#### INPUT MATERIAL
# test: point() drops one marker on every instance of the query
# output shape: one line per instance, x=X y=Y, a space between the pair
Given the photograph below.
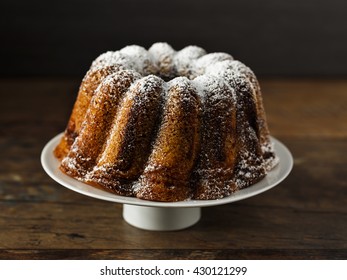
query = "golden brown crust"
x=126 y=152
x=214 y=170
x=133 y=134
x=88 y=86
x=97 y=121
x=166 y=177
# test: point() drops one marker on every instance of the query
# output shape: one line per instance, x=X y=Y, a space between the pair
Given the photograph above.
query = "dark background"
x=300 y=38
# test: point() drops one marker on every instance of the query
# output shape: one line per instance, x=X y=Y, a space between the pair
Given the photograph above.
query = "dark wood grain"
x=303 y=218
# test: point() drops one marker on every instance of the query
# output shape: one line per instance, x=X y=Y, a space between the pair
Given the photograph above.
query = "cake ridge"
x=168 y=125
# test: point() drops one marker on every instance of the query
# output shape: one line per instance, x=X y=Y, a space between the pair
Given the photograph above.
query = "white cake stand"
x=164 y=216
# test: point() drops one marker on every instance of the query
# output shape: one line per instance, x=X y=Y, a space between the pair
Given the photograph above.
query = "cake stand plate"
x=165 y=216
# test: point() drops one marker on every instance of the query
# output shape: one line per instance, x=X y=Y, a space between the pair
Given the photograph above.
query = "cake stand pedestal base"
x=161 y=218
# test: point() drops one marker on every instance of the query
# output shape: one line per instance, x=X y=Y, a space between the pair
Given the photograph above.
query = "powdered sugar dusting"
x=215 y=81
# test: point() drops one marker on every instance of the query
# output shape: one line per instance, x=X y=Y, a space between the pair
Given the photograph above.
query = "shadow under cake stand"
x=165 y=216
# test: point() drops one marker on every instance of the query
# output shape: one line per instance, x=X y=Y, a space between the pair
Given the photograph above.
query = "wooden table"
x=305 y=217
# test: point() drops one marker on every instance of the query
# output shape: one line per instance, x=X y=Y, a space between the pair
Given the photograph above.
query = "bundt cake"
x=167 y=125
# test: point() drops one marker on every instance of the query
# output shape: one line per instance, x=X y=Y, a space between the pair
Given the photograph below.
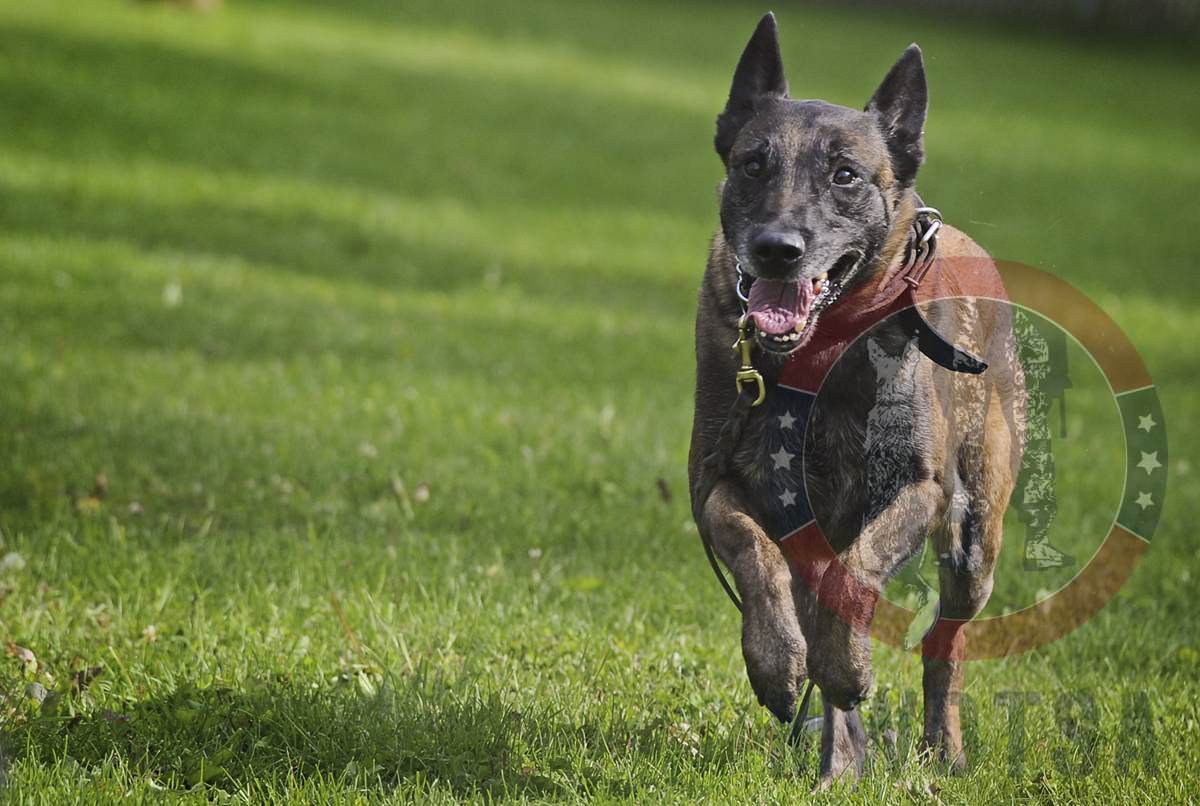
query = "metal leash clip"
x=747 y=373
########
## [AIM OF THE TASK]
Each record above goes into the copy unchanged; the pictures do not.

## [EXERCISE RESULT]
# test: point() drops one marker on every instance of the query
# output shape: one line per instance, x=X y=Y, a space between the pair
Given the photograph below.
query = "golden brown crust"
x=126 y=152
x=214 y=170
x=133 y=134
x=88 y=86
x=97 y=121
x=166 y=177
# test: point() drops one marker on every instance of the query
# output shape: one line per instance, x=X y=Y, a space between the pair
Given the photograph above.
query = "dark background"
x=300 y=38
# test: point() drops one marker on every instance of the query
# output shape: one line per instance, x=X y=Y, a space between the pair
Given the photograph above.
query = "dark wood grain"
x=303 y=218
# test: point() drops one marker on every instance of the query
# output shape: one line per instance, x=X y=Y, a space between the pair
Given the photograph above.
query = "cake ridge"
x=168 y=125
# test: point() drops one marker on every instance of the query
# output shape: one line per instance, x=X y=Y, a space between the pair
Given the photograph above.
query = "white cake stand"
x=164 y=216
# test: point() drops one marker on every instance of the query
# output shape: one line per instance, x=X y=Y, a space between the pair
Given the photograph above.
query = "cake stand plate"
x=165 y=216
# test: point() drops one marker on every instance of the query
# output shape: one line per instance, x=X y=Y, a space between the pair
Given the photograph above.
query = "cake stand pedestal base"
x=161 y=218
# test: point() drops one marker on every instance of the query
# output shape: one line per instance, x=X y=Y, a space between the pair
Given the photograph above.
query = "powdered sugar dusting"
x=215 y=81
# test: point() drops one marker on every instance of the query
# output shape: one line per instance, x=X y=Y, a space between the pair
Given the photograph above.
query = "shadow under cake stand"
x=165 y=216
# test: point() drops one marker on every instance of the query
# output shape: one line per instance, x=X y=Y, a space between the pair
Given the photograph above.
query = "wooden table"
x=305 y=217
# test: point() drops one marker on every instance of the query
# output shape: one line per instance, x=X y=Y, a space between the pair
Given the photograph above.
query = "bundt cake"
x=167 y=125
# test: point() drops one marker on every instance of the query
# output shape: one line per instance, x=X y=Y, a space between the pair
Given the photograph below.
query = "metal leash clip"
x=747 y=373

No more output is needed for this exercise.